**Aim of the exercise:**
Return the lines below in which the string "worker" occurs.

---- Provided data

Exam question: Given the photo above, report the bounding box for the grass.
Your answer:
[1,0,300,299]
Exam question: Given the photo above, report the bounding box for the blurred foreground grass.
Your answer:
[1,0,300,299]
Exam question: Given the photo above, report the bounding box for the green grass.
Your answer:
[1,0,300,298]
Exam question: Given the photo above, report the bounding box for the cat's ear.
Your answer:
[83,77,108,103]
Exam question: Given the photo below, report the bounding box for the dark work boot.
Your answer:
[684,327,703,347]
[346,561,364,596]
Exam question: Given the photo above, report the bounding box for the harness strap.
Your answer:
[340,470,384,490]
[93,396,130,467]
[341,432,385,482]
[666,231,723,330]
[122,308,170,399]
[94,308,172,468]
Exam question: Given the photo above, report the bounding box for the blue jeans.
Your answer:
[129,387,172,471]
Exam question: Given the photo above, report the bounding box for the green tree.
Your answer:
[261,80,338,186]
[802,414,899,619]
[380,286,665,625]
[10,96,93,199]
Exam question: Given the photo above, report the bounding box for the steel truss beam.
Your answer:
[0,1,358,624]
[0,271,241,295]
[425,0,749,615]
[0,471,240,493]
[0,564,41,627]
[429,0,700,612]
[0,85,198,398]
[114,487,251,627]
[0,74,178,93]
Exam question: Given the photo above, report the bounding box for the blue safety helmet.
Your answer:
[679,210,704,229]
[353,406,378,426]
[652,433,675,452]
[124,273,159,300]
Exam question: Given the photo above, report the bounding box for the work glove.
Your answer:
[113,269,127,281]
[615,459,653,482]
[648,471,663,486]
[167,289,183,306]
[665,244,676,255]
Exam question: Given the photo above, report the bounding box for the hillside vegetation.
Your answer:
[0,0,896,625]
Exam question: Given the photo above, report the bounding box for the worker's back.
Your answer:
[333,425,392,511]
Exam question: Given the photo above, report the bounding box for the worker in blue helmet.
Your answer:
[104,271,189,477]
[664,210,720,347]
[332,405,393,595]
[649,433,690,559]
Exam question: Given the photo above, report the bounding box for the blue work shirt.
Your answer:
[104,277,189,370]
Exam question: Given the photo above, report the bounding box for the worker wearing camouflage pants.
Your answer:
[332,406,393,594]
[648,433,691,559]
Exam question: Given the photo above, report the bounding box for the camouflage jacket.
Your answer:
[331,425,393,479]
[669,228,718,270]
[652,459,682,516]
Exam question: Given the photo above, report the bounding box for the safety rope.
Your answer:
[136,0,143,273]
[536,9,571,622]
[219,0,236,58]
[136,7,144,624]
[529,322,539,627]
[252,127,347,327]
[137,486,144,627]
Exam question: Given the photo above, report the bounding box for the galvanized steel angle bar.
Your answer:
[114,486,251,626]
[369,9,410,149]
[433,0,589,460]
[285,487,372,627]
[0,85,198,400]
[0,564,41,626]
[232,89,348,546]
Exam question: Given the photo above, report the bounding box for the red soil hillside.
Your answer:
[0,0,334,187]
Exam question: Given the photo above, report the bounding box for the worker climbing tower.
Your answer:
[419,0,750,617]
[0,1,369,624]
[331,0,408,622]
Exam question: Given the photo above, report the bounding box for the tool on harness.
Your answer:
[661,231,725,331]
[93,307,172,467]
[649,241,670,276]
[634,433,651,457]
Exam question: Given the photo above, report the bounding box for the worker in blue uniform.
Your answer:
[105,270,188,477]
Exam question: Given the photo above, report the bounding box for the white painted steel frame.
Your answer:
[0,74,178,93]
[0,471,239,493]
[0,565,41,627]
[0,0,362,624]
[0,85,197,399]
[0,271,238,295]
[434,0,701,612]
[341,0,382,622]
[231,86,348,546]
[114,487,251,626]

--------

**Response to the task:**
Exam question: Given the photo above, report the bounding box for the worker's back.
Exam question: Given the photo above, report the bounding box for the worker in blue helmet.
Exam question: Given the photo above, report the bounding box for the worker wearing camouflage pants.
Exam question: Given the photo above, report the bounding box for the worker climbing tower.
Exam question: Given the photo above, report the bounding box for the worker in blue uniform.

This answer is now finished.